> [TEXTE À LIRE]:
• • •

Le lin bio ne parvient pas à se positionner

Malgré ces niveaux de prix élevés, la fibre se vend car il faut alimenter les usines. « Quand on est filateur de lin, on n’a pas de matière refuge. On a un outil dédié au lin, donc soit on fait du lin, soit on arrête l’usine en attendant que la vague passe », rapporte Olivier Guillaume. La filière bio pâtit de la situation. « Le référentiel du lin conventionnel est tellement cher qu’il n’est pas possible de positionner le lin bio à un prix supérieur au conventionnel, déjà lui-même hors marché », indique-t-il.

Sur les deux dernières décennies, le prix de la fibre de lin conventionnel a fluctué entre 1,5 et 2,5 €/kg, avec des variations suivant l’offre et la demande, « mais dans une fourchette contenue », insiste-t-il. En 2019, pour la première fois, le lin s’est vendu entre 3,5 et 4 €/kg de fibre. Le prix moyen dépasse désormais les 9 €/kg.

En mars 2024, le prix moyen, toutes qualités et toutes régions de production confondues, de la fibre European Flax produite dans les teillages européens (France, Belgique, Pays-Bas) s’élevait à 9,08 €/kg soit une hausse de 55 % sur un an. À noter qu’il faut 2 kg de fibre pour produire 1 kg de fil.

Des surfaces records

« On n’a pas su trouver en interne des mécanismes pour enrayer cette hausse », poursuit Olivier Guillaume, qui a néanmoins « beaucoup d’espoir » pour la récolte à venir. Cette campagne de 2024, les surfaces battent en effet un record, avec 180 000 hectares semés, même si « ce n’est pas une garantie de volumes supplémentaires. »

Selon l’Alliance for European Flax-Linen & Hemp, les surfaces de 2024 sont en hausse de 20 % sur un an. Elles dépassent largement le record de la récolte de 2020 et ses 163 000 hectares (+10 %). Elles sont tirées par la demande, les récoltes en berne, et l’attractivité de la rémunération pour les agriculteurs.

S’il reste positif pour les années à venir, Olivier Guillaume souhaiterait qu’une réflexion soit engagée pour donner de la confiance dans le marché, et amortir les impacts sur le reste de la chaîne de transformation. « Il ne s’agit pas de comprimer le revenu de l’agriculteur, il faut défendre le savoir-faire, assure-t-il. Mais à moyen terme, il faut faire en sorte que les répercussions d’une situation inédite ne viennent pas entamer la dynamique de développement de la dernière décennie. »

Des enjeux forts pour les filatures françaises

Des enjeux importants se dessinent au niveau français. « On est peu à avoir investi dans la réindustrialisation », explique-t-il. Sur les trois filatures qui ont été réimplantées en France, l’une a déjà arrêté. « Les marques ne se sont pas emparées de ces outils, déplore Olivier Guillaume. Or, on a besoin de volumes pour les alimenter. »

• • •

> [DONNÉES]:
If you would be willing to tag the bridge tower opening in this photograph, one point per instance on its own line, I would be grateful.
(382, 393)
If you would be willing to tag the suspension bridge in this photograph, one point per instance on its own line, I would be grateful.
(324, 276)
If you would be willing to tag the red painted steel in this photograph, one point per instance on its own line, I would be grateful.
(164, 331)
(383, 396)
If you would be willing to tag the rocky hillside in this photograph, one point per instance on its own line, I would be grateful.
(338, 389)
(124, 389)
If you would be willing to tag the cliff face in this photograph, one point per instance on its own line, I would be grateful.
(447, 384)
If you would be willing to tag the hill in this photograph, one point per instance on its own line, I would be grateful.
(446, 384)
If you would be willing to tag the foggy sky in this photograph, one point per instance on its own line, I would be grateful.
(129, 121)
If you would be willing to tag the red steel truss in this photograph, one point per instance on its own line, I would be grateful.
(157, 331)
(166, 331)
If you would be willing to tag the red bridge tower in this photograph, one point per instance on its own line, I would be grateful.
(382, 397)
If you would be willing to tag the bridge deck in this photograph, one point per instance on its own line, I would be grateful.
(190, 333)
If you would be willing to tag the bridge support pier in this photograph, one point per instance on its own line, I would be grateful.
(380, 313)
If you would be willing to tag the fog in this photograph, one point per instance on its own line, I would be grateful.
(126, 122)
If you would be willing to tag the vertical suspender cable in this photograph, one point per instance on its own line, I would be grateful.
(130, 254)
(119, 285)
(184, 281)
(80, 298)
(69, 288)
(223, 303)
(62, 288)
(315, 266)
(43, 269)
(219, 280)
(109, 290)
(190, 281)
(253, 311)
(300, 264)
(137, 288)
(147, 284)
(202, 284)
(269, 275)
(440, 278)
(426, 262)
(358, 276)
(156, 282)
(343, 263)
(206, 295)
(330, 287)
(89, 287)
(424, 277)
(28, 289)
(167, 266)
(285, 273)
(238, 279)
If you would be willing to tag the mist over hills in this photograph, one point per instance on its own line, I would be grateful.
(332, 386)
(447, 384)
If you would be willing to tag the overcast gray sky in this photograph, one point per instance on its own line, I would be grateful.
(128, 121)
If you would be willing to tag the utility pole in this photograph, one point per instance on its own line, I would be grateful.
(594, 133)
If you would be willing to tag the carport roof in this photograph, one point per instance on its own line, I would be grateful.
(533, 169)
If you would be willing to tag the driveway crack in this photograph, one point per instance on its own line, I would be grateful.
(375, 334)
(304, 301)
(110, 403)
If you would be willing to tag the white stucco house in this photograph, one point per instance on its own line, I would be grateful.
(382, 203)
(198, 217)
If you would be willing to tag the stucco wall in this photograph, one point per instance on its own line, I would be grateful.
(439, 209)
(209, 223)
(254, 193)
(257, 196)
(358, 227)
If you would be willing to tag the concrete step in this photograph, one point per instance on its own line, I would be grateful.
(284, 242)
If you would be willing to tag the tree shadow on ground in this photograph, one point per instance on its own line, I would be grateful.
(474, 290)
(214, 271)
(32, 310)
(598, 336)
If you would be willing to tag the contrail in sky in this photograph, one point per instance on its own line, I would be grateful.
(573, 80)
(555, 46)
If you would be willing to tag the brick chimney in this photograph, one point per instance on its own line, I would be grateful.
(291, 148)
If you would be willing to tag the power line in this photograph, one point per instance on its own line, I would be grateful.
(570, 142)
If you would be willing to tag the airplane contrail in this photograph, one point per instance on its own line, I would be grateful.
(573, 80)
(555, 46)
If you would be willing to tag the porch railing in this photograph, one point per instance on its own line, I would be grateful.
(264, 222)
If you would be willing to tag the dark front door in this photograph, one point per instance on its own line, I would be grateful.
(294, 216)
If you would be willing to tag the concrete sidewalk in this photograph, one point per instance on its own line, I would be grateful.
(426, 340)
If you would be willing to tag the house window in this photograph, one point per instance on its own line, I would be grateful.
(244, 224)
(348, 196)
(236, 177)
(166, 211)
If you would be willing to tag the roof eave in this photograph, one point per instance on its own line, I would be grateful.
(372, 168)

• • •

> [QUESTIONS À TRAITER]:
1 > Selon le texte sur le lin, à combien s'élevait le prix moyen de la fibre European Flax en mars 2024 ?
2 > Énumérez tous les pays nommés dans le texte sur le lin.
3 > Reprenez le texte sur le lin après sa dernière phrase et prolongez-le de quelques phrases.
Les lignes forment un matériau distinct du texte sur le lin.

> [RÉPONSES RÉDIGÉES]:
1 > Il s'élevait à 9,08 €/kg, soit une hausse de 55 % sur un an.

2 > France, Belgique, Pays-Bas.

3 >
Martin Breuvart, le président-directeur général de Lemahieu, fabricant de vêtements, affirme que « beaucoup d’enseignes sont sensibles au lin local ». Mais il s’interroge : « L’envie est là, mais économiquement, comment on fait ? Avec plus de 50 % d’augmentation du prix du fil ces deux dernières années, le prix du produit final a augmenté de 30 %. »

Cette année, l’entreprise va certainement réduire les volumes, ou trouver des alternatives, comme mélanger les fibres de lin avec du coton bio ou recyclé. Le marché est par ailleurs très concurrentiel. « Les produits tricotés en Chine sont vendus chez nous plus de deux fois moins cher », explique-t-il.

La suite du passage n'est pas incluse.